___ Records supplied

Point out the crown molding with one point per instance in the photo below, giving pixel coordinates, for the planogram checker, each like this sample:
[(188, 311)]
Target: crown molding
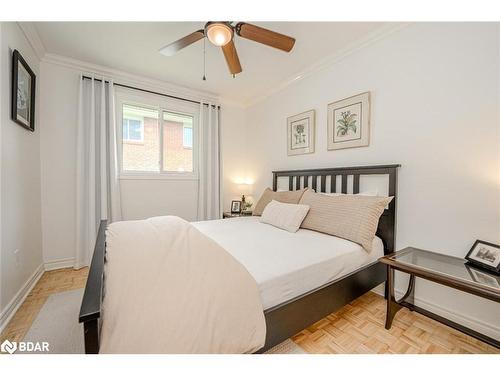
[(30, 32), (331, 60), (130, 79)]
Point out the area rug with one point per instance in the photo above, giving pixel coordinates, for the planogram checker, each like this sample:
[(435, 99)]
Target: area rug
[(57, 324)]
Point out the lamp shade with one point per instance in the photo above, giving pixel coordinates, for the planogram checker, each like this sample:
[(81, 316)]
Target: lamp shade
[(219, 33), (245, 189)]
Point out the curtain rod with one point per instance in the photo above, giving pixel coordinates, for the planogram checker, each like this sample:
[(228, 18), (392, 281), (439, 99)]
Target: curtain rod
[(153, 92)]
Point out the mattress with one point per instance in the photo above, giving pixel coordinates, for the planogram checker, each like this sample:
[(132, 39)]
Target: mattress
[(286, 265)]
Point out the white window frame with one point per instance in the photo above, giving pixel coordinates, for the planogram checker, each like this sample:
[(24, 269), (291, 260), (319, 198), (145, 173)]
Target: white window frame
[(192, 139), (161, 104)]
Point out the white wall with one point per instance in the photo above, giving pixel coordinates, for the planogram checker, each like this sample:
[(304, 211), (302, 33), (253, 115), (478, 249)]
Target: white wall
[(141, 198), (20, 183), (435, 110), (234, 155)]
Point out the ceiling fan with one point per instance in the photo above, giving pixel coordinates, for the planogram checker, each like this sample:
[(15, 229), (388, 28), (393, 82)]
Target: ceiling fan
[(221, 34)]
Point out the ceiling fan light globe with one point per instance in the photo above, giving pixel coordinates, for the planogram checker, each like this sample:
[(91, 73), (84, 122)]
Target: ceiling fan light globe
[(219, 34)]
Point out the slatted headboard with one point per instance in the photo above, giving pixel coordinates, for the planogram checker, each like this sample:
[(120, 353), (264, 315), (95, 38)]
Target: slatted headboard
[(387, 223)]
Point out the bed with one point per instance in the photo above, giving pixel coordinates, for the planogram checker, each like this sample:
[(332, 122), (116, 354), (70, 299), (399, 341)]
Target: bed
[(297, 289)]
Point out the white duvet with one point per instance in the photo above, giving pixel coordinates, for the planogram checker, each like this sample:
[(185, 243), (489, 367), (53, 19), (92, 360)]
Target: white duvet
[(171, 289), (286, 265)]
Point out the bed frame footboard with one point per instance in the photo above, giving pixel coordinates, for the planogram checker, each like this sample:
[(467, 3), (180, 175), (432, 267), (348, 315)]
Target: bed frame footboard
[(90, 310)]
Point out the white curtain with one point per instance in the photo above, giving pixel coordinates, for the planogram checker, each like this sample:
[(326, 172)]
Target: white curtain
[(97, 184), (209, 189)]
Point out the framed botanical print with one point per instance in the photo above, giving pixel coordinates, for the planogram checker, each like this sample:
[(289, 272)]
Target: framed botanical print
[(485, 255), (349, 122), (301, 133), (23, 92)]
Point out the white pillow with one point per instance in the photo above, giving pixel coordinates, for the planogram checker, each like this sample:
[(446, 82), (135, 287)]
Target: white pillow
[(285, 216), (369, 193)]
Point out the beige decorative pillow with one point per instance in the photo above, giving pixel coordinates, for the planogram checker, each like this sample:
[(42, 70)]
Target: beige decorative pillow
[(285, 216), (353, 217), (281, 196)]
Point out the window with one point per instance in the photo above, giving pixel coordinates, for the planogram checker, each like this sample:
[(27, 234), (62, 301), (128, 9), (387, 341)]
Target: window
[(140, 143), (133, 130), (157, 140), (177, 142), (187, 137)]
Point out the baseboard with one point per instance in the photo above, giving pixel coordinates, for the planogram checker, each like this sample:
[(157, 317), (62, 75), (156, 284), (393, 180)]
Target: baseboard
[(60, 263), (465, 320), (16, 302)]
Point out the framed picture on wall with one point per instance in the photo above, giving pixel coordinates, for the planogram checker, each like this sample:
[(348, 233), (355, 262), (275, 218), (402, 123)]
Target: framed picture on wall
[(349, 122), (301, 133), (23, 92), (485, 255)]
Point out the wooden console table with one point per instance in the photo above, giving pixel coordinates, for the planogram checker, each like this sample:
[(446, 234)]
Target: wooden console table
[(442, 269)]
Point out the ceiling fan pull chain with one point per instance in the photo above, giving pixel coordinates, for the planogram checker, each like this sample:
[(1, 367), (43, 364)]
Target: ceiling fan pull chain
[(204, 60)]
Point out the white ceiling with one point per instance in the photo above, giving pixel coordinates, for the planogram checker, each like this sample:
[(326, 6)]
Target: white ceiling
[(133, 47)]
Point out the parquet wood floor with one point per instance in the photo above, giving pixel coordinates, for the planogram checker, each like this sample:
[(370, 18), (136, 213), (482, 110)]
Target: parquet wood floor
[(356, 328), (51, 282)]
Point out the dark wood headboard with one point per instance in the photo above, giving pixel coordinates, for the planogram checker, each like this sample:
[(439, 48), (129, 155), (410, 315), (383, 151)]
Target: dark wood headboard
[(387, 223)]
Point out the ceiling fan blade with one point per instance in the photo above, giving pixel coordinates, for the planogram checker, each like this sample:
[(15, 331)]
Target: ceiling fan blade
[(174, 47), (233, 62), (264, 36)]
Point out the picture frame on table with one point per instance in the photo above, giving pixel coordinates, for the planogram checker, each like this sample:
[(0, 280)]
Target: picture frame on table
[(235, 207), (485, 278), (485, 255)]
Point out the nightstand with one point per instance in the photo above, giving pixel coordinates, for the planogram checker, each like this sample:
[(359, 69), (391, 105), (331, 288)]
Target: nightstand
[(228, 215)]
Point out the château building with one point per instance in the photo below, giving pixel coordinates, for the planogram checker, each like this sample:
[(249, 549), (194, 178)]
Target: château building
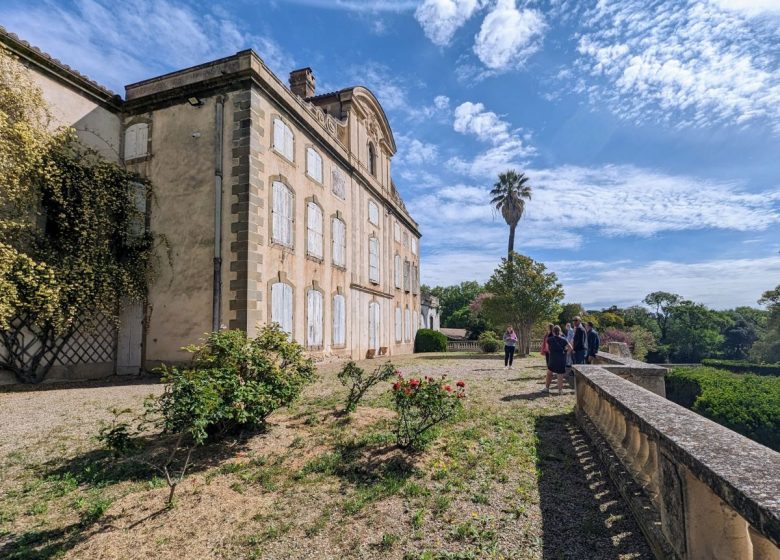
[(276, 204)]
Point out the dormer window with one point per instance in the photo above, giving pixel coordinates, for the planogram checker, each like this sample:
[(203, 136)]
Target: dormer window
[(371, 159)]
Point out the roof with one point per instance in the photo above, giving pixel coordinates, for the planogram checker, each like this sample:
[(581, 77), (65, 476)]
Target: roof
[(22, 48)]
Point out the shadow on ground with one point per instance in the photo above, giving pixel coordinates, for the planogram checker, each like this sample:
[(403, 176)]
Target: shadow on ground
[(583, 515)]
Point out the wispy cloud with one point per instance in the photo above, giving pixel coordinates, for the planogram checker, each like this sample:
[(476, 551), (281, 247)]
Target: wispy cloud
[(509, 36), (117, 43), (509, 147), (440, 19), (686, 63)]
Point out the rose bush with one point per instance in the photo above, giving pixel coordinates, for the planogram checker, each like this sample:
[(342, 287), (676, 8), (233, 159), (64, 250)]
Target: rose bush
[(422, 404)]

______

Transcribe every one of the rows above verbatim, omitting the pictures.

Point out the crown molding with one point per instance in the photo below, giving pixel coordinates, for the planogram checker, each like this sample:
[(188, 311)]
Target: crown molding
[(30, 32), (331, 60), (130, 79)]
Point out the area rug with one point per instance in the photo above, giving pixel coordinates, for the planogram checker, each like this sample:
[(435, 99)]
Target: area rug
[(57, 324)]
Point out the lamp shade with one point per instance in the photo above, giving pixel coordinates, for the planogram checker, each like this sample:
[(81, 316)]
Target: lamp shade
[(219, 33), (245, 189)]
Point out the curtain rod with one point per instance in the photo above, giving pixel coordinates, for the planogram checker, each like this sample:
[(228, 18), (392, 281), (439, 99)]
Target: curtain rod
[(153, 92)]
Point out the mattress with one point per instance in the photo above, giving pixel coordinates, for the planogram checker, each like this sample:
[(132, 39)]
Target: mattress
[(286, 265)]
Point out the white window frame with one point per instance in the photo above, giving pixel coordinates, for the planogram checker, each like this sample:
[(24, 269), (291, 260), (319, 198), (145, 173)]
Target: white window frame
[(192, 139), (161, 104)]
Point out the white wall with one point per instance in the photo above, giving pixel coordinates, for the planogram checker, each like this sample:
[(304, 211), (302, 33), (253, 115), (478, 249)]
Target: white wall
[(141, 198), (20, 183), (435, 110), (234, 155)]
Point out the ceiling fan with one point per instance in the photo above, giving pixel coordinates, for the planogram checker, each like this sample:
[(15, 229), (388, 28), (393, 82)]
Target: ceiling fan
[(221, 34)]
Point out the ceiling fan light globe with one point per instance in the photo above, giving pixel coordinates, for the planogram checker, each like this sample:
[(91, 73), (84, 122)]
Target: ceiling fan light globe
[(219, 34)]
Point out the slatted headboard with one point per instance in the photo above, giving pixel coordinates, for the planogram checker, each like this sample:
[(120, 353), (264, 315), (95, 38)]
Target: slatted headboard
[(387, 223)]
Point out the bed with one point per instance in the photo above, giving pixel coordinates, for the planogram checker, each like this sample:
[(332, 122), (116, 354), (70, 299), (399, 341)]
Target: bed
[(297, 289)]
Point out the white duvet with one point per instance in the photo above, giving pixel coordinates, for the planogram checker, each like this sample:
[(185, 243), (489, 367), (53, 19), (92, 360)]
Target: white duvet
[(171, 289), (286, 265)]
Point out the bed frame footboard with one point per instance in the photo above, giving pixel coordinates, for the planogram checker, each like this sample:
[(467, 3), (180, 175), (432, 267), (348, 315)]
Target: bed frame footboard
[(90, 310)]
Point out the white curtain with one point per instance in the photo above, giving pixel coordinates, for the planogram checker, each like this sample:
[(326, 172)]
Target: white curtain
[(97, 184), (209, 189)]
Point out the framed botanical print with one point per instance in the photo above, giving pixel coordinates, for the planogram checker, each like this sample:
[(289, 272)]
Target: framed botanical print
[(485, 255), (349, 122), (301, 133), (23, 92)]
Point out the white pillow with one point per instance in the photo above, giving pixel coordinates, for the planogram checker, each like this sample:
[(446, 82), (135, 287)]
Target: white pillow
[(285, 216), (369, 193)]
Point out the beige decorative pillow with one point per instance in the photo above, giving pixel coordinates, for the planogram checker, each like this sample:
[(42, 70)]
Target: beige decorative pillow
[(285, 216), (353, 217), (281, 196)]
Point out the window with one point per instance in the photo above, giving pixel coordinates, for the planogram checker, each like this sample:
[(27, 234), (62, 301), (128, 9), (387, 341)]
Target: window
[(140, 143), (133, 130), (157, 140), (177, 142), (187, 137)]
Point out the baseboard with one point per instance in the photo above, giving pixel coordinates, for the planogram checker, each like this sample:
[(157, 317), (62, 75), (156, 284), (393, 180)]
Target: baseboard
[(60, 263), (465, 320), (16, 302)]
Point out the framed picture on wall with one point per instance in the photo above, giving pixel coordinates, for the planogram checker, each like this sample:
[(348, 233), (355, 262), (275, 218), (402, 123)]
Target: framed picture on wall
[(349, 122), (301, 133), (23, 92), (485, 255)]
Point out the wooden console table with one point per instance in the photo above, giving pixel coordinates, for the planogram checker, each like this sample:
[(446, 234)]
Target: wooden console table
[(442, 269)]
Point out the ceiling fan pull chain with one point per instance in the photo above, giving pixel coordinates, for the planogram checker, each like this sample:
[(1, 367), (43, 364)]
Target: ceiling fan pull chain
[(204, 60)]
Point out the white ceiling with one point per instance in the photo above, giving pixel coordinates, for the planogram checker, each like this sample:
[(326, 6)]
Target: white ceiling
[(133, 47)]
Point out the parquet wood floor with one point per instance in the photo above, giving pixel coordinates, for the planogram checker, each like this sample:
[(370, 18), (136, 213), (482, 110)]
Target: parquet wood floor
[(356, 328), (51, 282)]
Point out the dark wood headboard with one point per instance in the photo above, giving pixel coordinates, for the planogram checker, each like this sample:
[(439, 48), (129, 155), (410, 315), (383, 151)]
Target: dark wood headboard
[(387, 223)]
Point out the ceiling fan blade with one point per instance in the photo above, giving pixel coordinates, for the planogram checker, each like this sample:
[(15, 331)]
Target: ceiling fan blade
[(174, 47), (233, 62), (264, 36)]
Point out the picture frame on table with one point per instance in the photo above, giving pixel coordinates, for the planogram checker, each like this sample:
[(0, 280)]
Target: picture frame on table
[(235, 207), (485, 278), (485, 255)]
Point out the nightstand with one point per instance in the photo above, giving pixel coordinates, for the planogram checker, each like this sample:
[(359, 69), (391, 105), (331, 288)]
Target: nightstand
[(228, 215)]
Point out the château building with one point per instance in the photo below, giving pixel coordinates, for the planogram checker, each like this sample:
[(249, 549), (194, 178)]
Target: château building
[(276, 204)]
Point out the dormer window with one point per instance in the photo above, giving pixel coordinates, for the planogram checker, each like this sample:
[(203, 136)]
Target: dormer window
[(371, 159)]
Point out the roof with one point per instance in the photo above, giving pixel coordinates, for the planogram checker, each like this sample:
[(581, 77), (65, 476)]
Target: roof
[(22, 48)]
Point out the shadow on ground with one point per instance in the photo above, giving pixel coordinates, for the planogram checker, each like this sample:
[(403, 176)]
Target: shadow on ground
[(583, 515)]
Point out the wispy cloud with one point per instance in the photo above, giving pixel coordinates, for the planogram checker, each like this sample:
[(476, 551), (281, 247)]
Target: wispy cloud
[(509, 36), (117, 43), (509, 147), (440, 19), (686, 63)]
Point out the rose bush with one point per instance in the photo above, giving pixel coordinates, for the planogram checker, each like this sample:
[(342, 287), (676, 8), (233, 159), (64, 250)]
Target: rose bush
[(422, 404)]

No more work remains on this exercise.